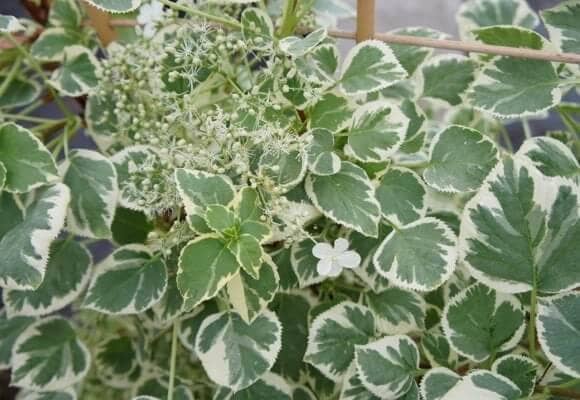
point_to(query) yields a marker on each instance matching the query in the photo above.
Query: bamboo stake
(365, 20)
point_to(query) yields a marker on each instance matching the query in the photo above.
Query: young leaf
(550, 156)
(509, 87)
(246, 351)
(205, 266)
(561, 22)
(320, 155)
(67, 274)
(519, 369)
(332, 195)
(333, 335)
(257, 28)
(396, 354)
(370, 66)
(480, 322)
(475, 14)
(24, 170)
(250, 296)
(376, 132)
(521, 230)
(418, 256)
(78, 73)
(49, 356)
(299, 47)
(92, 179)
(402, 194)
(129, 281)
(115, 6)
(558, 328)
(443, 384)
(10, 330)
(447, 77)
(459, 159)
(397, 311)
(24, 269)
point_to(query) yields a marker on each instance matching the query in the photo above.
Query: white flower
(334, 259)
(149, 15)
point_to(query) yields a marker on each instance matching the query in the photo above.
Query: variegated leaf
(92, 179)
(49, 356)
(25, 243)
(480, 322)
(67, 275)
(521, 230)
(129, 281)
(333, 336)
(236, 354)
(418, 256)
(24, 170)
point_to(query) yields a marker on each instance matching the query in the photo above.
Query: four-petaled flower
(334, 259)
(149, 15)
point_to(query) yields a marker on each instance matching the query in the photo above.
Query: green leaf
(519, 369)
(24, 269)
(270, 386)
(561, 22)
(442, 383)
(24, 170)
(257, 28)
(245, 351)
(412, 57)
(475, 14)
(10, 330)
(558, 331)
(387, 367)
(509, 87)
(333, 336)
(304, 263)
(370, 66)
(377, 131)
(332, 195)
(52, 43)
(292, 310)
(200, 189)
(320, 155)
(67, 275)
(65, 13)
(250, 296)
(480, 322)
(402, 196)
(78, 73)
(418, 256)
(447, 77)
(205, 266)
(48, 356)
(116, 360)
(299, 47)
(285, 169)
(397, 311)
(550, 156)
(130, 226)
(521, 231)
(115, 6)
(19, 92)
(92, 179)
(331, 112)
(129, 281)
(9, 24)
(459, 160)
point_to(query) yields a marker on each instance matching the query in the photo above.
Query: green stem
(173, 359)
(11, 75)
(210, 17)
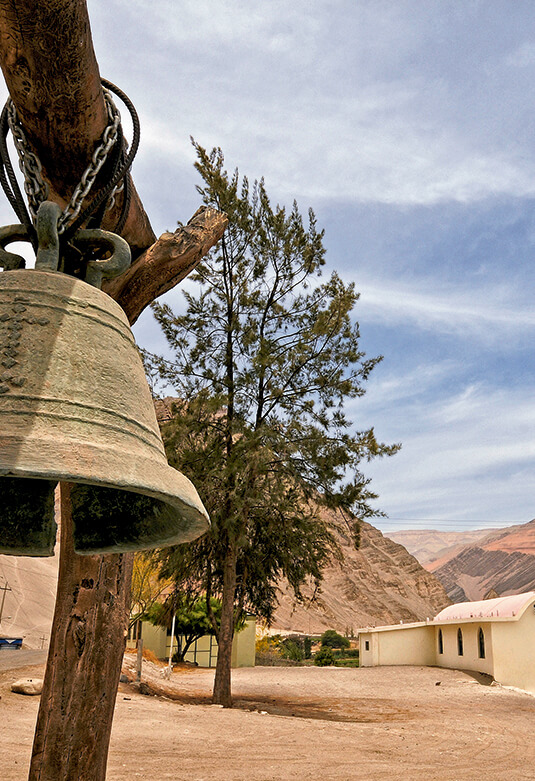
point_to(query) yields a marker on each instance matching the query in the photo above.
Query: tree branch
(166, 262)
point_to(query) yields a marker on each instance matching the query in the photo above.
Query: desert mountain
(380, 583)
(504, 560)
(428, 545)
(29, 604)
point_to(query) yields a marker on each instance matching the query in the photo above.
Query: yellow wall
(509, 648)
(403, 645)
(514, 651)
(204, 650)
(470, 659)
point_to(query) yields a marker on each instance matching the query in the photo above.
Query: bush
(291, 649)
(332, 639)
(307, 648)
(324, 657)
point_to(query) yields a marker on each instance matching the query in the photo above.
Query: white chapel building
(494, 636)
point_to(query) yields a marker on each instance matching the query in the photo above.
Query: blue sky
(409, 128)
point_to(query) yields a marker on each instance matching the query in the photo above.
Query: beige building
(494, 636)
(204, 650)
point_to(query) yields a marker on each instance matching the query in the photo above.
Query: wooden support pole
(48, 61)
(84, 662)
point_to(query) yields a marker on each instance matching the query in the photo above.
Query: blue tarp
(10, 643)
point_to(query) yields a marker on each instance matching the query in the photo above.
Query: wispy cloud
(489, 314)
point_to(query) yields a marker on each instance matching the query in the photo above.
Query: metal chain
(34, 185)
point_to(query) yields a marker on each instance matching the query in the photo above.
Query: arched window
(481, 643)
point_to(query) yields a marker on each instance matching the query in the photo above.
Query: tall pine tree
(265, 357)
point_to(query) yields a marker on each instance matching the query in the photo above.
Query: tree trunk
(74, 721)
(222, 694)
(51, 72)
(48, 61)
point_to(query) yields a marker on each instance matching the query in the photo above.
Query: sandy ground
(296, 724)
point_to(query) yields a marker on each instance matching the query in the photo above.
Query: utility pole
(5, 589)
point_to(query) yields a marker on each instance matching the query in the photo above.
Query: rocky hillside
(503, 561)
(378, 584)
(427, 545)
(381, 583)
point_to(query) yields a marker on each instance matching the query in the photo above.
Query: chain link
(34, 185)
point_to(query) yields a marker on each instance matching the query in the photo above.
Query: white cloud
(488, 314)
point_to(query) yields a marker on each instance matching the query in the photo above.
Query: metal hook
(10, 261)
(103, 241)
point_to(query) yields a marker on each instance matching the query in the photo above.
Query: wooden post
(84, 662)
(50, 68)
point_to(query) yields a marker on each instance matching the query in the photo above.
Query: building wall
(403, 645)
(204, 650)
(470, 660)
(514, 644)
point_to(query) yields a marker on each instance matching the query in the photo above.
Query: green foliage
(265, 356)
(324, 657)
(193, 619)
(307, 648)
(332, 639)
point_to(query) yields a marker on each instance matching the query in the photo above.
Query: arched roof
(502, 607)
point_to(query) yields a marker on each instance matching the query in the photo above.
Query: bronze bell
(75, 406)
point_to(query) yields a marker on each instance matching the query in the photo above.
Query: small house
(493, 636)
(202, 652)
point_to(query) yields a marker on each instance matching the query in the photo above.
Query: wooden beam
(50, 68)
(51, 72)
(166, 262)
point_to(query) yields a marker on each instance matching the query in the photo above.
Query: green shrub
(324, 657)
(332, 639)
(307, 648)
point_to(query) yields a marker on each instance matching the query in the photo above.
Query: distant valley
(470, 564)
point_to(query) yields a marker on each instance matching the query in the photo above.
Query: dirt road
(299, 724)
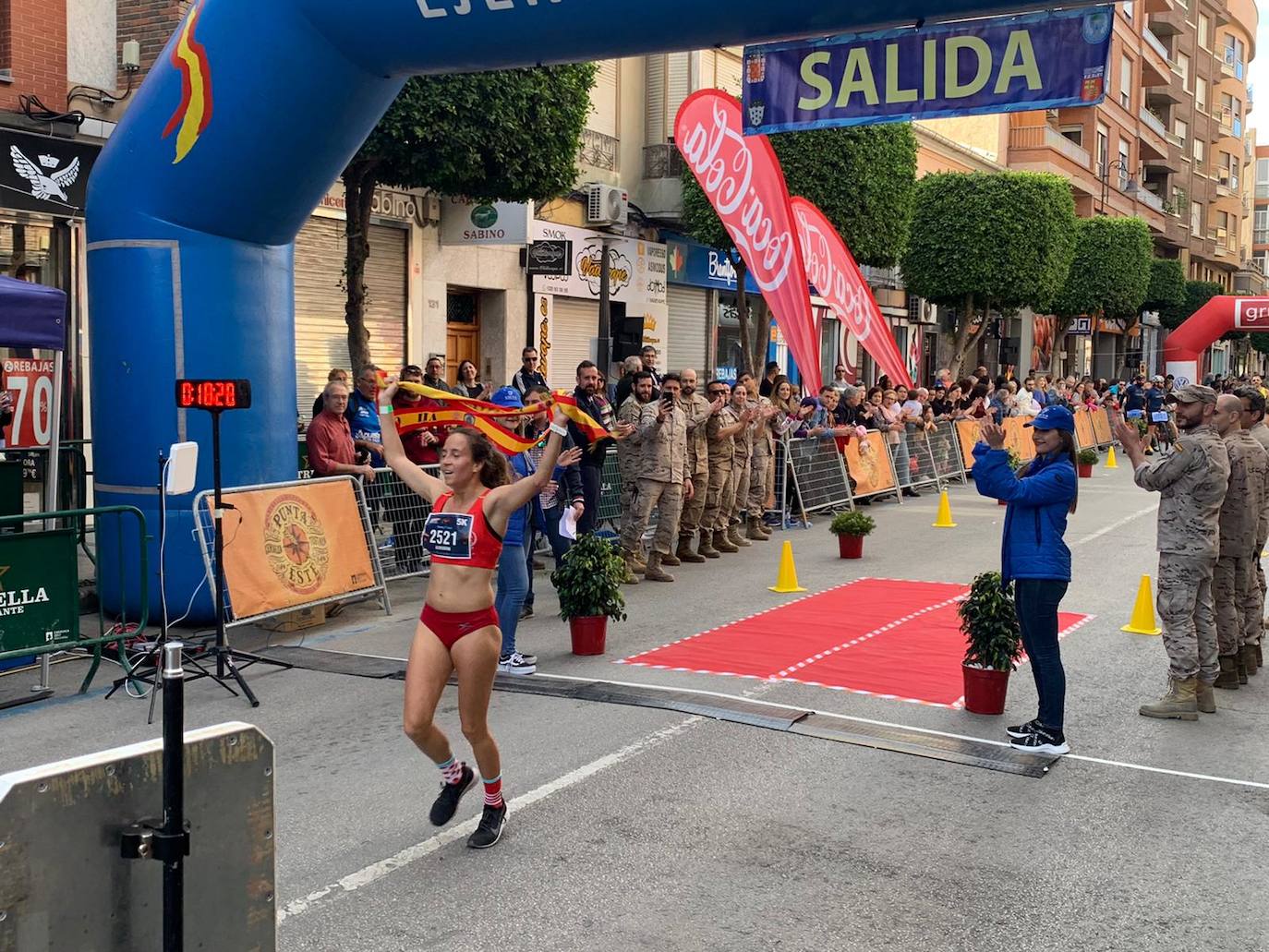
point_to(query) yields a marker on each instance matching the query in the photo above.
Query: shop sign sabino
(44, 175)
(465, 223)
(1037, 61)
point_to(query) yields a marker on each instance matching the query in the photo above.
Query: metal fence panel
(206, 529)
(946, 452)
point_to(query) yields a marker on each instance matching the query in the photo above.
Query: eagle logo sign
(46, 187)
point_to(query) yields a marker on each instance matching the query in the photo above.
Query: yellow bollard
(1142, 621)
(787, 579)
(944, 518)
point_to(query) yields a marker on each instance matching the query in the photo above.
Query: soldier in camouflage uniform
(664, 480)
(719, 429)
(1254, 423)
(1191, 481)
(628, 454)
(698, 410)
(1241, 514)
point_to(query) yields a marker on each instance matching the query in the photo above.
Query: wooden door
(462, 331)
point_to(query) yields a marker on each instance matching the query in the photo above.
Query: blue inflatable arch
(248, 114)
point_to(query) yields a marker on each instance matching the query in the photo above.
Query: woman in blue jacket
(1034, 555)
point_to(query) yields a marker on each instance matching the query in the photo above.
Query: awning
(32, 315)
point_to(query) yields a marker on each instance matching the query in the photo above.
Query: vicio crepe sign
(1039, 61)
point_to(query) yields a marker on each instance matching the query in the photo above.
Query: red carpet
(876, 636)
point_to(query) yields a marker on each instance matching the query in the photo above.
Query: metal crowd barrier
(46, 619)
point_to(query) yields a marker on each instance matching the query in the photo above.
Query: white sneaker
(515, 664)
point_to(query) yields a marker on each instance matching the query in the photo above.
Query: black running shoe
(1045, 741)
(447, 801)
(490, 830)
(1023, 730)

§

■ **Aim of the exercise**
In the copy you write, the data above must appear exactly, with no pictures.

■ **Solution to the exercise**
point_to(query) yields a marker on each instance matching the query in the photo above.
Query: bamboo stake
(365, 20)
point_to(query) yields a marker on each instance matching the query in the photo above.
Query: young leaf
(550, 156)
(509, 87)
(246, 351)
(205, 266)
(561, 22)
(320, 155)
(67, 274)
(519, 369)
(332, 195)
(333, 335)
(257, 28)
(396, 354)
(370, 66)
(480, 322)
(475, 14)
(24, 170)
(250, 296)
(376, 132)
(521, 230)
(418, 256)
(78, 73)
(49, 356)
(299, 47)
(92, 179)
(402, 194)
(129, 281)
(115, 6)
(558, 328)
(443, 384)
(10, 330)
(447, 77)
(459, 159)
(397, 311)
(24, 269)
point_to(query) yields a marker on each instance matching the query in the photo above.
Query: white flower
(334, 259)
(149, 15)
point_to(query) yields a marker on each instance matching the query in the photo above.
Query: variegated leaf
(92, 179)
(49, 356)
(25, 243)
(480, 322)
(67, 275)
(521, 230)
(129, 281)
(333, 336)
(236, 354)
(418, 256)
(24, 170)
point_to(query) yields a marker on each instance matching the query in the photo above.
Query: four-petaled flower
(334, 259)
(149, 15)
point_to(query) yields a marker on each instance matching the query in the photo above.
Query: green leaf
(519, 369)
(24, 269)
(270, 386)
(561, 22)
(442, 383)
(24, 170)
(257, 28)
(245, 351)
(412, 57)
(475, 14)
(10, 330)
(558, 331)
(387, 367)
(509, 87)
(333, 336)
(304, 263)
(370, 66)
(377, 131)
(332, 195)
(52, 43)
(292, 310)
(200, 189)
(320, 155)
(67, 275)
(65, 13)
(250, 296)
(480, 322)
(402, 196)
(78, 73)
(418, 256)
(447, 77)
(205, 266)
(48, 356)
(116, 360)
(299, 47)
(285, 169)
(397, 311)
(550, 156)
(130, 226)
(521, 231)
(115, 6)
(19, 92)
(92, 179)
(331, 112)
(129, 281)
(9, 24)
(459, 160)
point_to(query) yields a marker on each instance matching the query in the photo above.
Query: green stem
(173, 359)
(11, 75)
(210, 17)
point_to(query) yields a marker on each instance matching the query in the photo above.
Query: tree branch
(166, 262)
point_to(query) yields a marker on each instance matching the query in the photo above.
Query: desert mountain
(380, 583)
(504, 560)
(428, 545)
(29, 604)
point_to(query) yields a marker on each instance matching the query in the photo above.
Query: yellow wall
(509, 648)
(403, 645)
(514, 651)
(204, 650)
(470, 659)
point_to(query) yields a marker on each instance matching the query in the photo above.
Query: bush
(291, 649)
(332, 639)
(307, 648)
(324, 657)
point_to(query) yields a marker on each instance matching the query in the photo above.
Query: white chapel building
(494, 636)
point_to(query) yields a marker on each instance matching the query in the photo above.
Query: blue sky
(409, 128)
point_to(query) yields a marker on each instance matching the query in the photo above.
Query: beige building
(494, 636)
(204, 650)
point_to(query) yields a marker on each instance matching the query in the photo above.
Query: wooden support pole
(48, 61)
(84, 662)
point_to(query) yields a marker on each instance matching the query in the photo above.
Query: blue tarp
(10, 643)
point_to(query) yields a marker on each instance matching the query in the photo above.
Query: wispy cloud
(489, 314)
point_to(query) yields a marker on each instance matching the query in the photo above.
Query: metal chain
(34, 185)
point_to(query) yields a marker on each instance matching the query in the photo above.
Query: arched window
(481, 643)
point_to(query) yields a marker on each instance matching the query in the photo above.
Query: tall pine tree
(265, 357)
point_to(query) yields a marker on each instance matching the query in the photo above.
Query: tree trunk
(74, 721)
(222, 694)
(51, 72)
(48, 61)
point_to(query) yields a marker on each instance matching the query in the photo above.
Query: sandy ground
(296, 724)
point_to(query) yields a marker on each instance matching the query in the photo above.
Query: utility pole
(5, 589)
point_to(query) yields a marker on each instance matching the query in the photo above.
Query: rocky hillside
(503, 561)
(378, 584)
(427, 545)
(381, 583)
point_to(query) yields a marker on each instance matching the query in the photo above.
Query: chain link
(34, 185)
point_to(query) yields a marker on each instance matching the query in the photo above.
Query: white cloud
(488, 314)
point_to(query) yields a marker on each instance matching the query in the photo above.
Query: metal hook
(10, 261)
(103, 241)
point_to(query) yields a marker on each instance matching the query in the photo above.
Query: wooden post
(84, 662)
(50, 68)
point_to(query) yields a marker on each instance matching the query in the photo above.
Query: building wall
(403, 645)
(204, 650)
(470, 660)
(514, 644)
point_to(query) yields a marker on each instance matching the query in the photo above.
Query: green foliage
(265, 356)
(324, 657)
(193, 619)
(307, 648)
(332, 639)
point_to(query) yields a marker on each instance matching the query in the photo above.
Query: arched roof
(502, 607)
point_to(query) yields a marker on each instance matching the query in the photo above.
Query: bronze bell
(75, 406)
point_to(query) yields a marker on each instance matching the query in the photo above.
Query: small house
(493, 636)
(202, 652)
point_to(query) yields a marker on each instance matching the query in the photo above.
Query: wooden beam
(50, 68)
(51, 72)
(166, 262)
point_to(query) yields a marker on each instance matching the query in the photo above.
Query: green shrub
(324, 657)
(332, 639)
(307, 648)
point_to(query) yields a marker on each instance matching the query in the photo above.
Query: distant valley
(470, 564)
point_to(query) yields a marker on each instance matching the query in the photo above.
Query: dirt road
(299, 724)
point_to(query) yields a marker on each instance matching the query in the photo above.
Query: shop sign sabino
(44, 175)
(465, 223)
(1037, 61)
point_to(query) yields a marker on each instance matching the query in the photo above.
Query: metal fence panel
(206, 529)
(946, 452)
point_to(query) yields a marker on each instance matching the query in the photo above.
Query: eagle logo sign
(46, 187)
point_to(query) yields a marker on each instance matching the query in the photo above.
Query: yellow bollard
(1142, 621)
(787, 579)
(944, 518)
point_to(query) yields a marker on each instance matching the query in the photo above.
Query: soldier in camouflage uniform
(664, 480)
(719, 429)
(1254, 423)
(1191, 481)
(628, 454)
(698, 410)
(1241, 514)
point_to(query) yields a marker on each instance matching the query in the photo above.
Query: wooden door
(462, 331)
point_to(query) yields a marker on each instance matching the query in the photo above.
Query: blue inflatable arch
(248, 114)
point_to(query) yields a marker on each instance matching the query in the photo above.
Query: woman in blue jacket
(1034, 555)
point_to(query) yields a marker on each instance matching the query in the photo above.
Query: awning
(32, 315)
point_to(query) yields a marker on each instance matching the query in the photo above.
Query: vicio crepe sign
(1039, 61)
point_to(query) yields a marker on each instance matching the query in the photo above.
Query: red carpet
(876, 636)
point_to(query) yields a marker on each instance matching the query in the photo above.
Query: metal crowd barrier
(46, 619)
point_to(query) yields a marker on each instance matching the query in the photo above.
Query: white sneaker
(515, 664)
point_to(query) yields a marker on each instance matching the query in the photo above.
Query: black running shoe
(1045, 741)
(447, 801)
(490, 830)
(1023, 730)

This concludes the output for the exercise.